─── MATERIAL FOR THIS TASK ───

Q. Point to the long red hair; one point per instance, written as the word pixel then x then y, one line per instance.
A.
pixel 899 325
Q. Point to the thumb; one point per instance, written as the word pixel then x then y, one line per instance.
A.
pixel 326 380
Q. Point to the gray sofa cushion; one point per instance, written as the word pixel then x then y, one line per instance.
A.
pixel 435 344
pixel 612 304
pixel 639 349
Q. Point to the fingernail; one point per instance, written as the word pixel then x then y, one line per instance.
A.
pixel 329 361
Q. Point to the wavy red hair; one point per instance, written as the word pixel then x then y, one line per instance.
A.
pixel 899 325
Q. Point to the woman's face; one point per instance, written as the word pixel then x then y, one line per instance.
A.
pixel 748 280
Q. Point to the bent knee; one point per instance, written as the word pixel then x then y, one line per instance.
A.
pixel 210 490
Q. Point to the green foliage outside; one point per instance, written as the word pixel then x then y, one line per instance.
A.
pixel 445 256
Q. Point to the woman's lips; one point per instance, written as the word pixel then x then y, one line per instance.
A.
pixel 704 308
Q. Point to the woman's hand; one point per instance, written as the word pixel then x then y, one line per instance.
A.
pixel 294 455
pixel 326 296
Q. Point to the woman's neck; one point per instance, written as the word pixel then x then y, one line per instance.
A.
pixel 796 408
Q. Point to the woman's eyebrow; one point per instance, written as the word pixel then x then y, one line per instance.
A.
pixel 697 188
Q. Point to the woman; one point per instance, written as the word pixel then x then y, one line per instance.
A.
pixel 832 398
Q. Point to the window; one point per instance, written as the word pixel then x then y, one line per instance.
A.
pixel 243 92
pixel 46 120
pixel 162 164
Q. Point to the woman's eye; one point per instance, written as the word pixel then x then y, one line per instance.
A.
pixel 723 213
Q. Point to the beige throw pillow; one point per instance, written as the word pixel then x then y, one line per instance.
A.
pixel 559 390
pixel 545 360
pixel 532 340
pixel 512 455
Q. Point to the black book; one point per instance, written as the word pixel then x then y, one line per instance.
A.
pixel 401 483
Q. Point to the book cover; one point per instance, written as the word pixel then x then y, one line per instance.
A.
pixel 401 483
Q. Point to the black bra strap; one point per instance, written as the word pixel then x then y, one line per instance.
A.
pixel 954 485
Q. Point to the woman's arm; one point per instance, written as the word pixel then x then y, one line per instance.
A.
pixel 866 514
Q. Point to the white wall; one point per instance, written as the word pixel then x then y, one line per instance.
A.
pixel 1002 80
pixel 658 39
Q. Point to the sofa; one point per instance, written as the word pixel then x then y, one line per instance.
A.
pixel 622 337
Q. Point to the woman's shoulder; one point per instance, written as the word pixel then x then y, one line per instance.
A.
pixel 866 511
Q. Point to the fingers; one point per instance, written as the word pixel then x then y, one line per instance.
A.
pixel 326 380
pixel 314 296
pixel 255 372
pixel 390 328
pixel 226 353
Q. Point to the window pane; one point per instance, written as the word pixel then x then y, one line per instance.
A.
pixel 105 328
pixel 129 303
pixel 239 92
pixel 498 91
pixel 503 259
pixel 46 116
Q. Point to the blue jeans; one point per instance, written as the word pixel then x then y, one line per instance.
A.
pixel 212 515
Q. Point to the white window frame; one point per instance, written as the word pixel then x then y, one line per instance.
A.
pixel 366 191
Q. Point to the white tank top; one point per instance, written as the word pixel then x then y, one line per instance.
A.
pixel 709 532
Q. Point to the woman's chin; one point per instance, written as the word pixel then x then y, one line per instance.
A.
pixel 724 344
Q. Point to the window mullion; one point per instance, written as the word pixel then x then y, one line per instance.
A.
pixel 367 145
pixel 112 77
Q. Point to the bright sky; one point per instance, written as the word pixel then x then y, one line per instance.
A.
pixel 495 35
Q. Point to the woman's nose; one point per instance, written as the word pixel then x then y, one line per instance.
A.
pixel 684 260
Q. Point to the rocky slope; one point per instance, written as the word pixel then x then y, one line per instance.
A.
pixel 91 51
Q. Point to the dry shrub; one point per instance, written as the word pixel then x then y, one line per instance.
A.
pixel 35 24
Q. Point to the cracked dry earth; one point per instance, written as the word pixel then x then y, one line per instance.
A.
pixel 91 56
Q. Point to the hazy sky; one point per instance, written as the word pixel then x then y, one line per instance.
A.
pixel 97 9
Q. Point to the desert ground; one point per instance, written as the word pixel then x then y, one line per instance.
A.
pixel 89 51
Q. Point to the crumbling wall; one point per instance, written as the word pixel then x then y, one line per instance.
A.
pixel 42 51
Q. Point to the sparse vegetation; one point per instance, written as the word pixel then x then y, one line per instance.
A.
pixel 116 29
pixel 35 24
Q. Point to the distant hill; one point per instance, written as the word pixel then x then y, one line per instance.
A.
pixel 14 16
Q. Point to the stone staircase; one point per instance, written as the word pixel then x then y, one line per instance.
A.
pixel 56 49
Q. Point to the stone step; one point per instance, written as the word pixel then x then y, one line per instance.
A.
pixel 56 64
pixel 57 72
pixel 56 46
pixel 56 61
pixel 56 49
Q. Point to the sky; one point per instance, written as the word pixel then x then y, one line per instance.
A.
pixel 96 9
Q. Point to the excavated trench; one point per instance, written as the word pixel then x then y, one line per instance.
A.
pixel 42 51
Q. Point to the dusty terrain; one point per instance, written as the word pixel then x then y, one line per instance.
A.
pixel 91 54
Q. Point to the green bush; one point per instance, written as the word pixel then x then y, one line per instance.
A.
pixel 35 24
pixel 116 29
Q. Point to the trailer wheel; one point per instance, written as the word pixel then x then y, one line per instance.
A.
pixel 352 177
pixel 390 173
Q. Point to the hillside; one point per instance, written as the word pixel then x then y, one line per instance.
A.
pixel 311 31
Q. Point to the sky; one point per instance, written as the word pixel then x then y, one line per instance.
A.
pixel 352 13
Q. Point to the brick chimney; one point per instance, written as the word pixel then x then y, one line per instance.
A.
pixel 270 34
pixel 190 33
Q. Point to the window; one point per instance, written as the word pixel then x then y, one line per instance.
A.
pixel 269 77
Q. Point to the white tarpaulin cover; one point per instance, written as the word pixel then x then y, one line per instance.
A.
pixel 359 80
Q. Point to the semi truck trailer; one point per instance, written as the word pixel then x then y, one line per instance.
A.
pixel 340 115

───

▶ _WORK TO BE COMPLETED_
Copy out the records from the line with "Q. Point to the wavy" through the line with "pixel 445 256", swapping "bent knee" for "raised knee" and leaving everything else as it is.

▶ _THE SOLUTION_
Q. Point to the wavy red hair; one point per instance, written as the word pixel then x then y, one line per instance.
A.
pixel 899 325
Q. Point to the woman's face; one point per instance, written as the word pixel then x then y, one line per instance.
A.
pixel 748 280
Q. Point to the raised knee; one point per instance, written as the word pixel then x then y, one line per instance.
A.
pixel 210 490
Q. Point to the green foliage outside; one point per instance, written as the word pixel then x then y, one line per instance.
A.
pixel 445 256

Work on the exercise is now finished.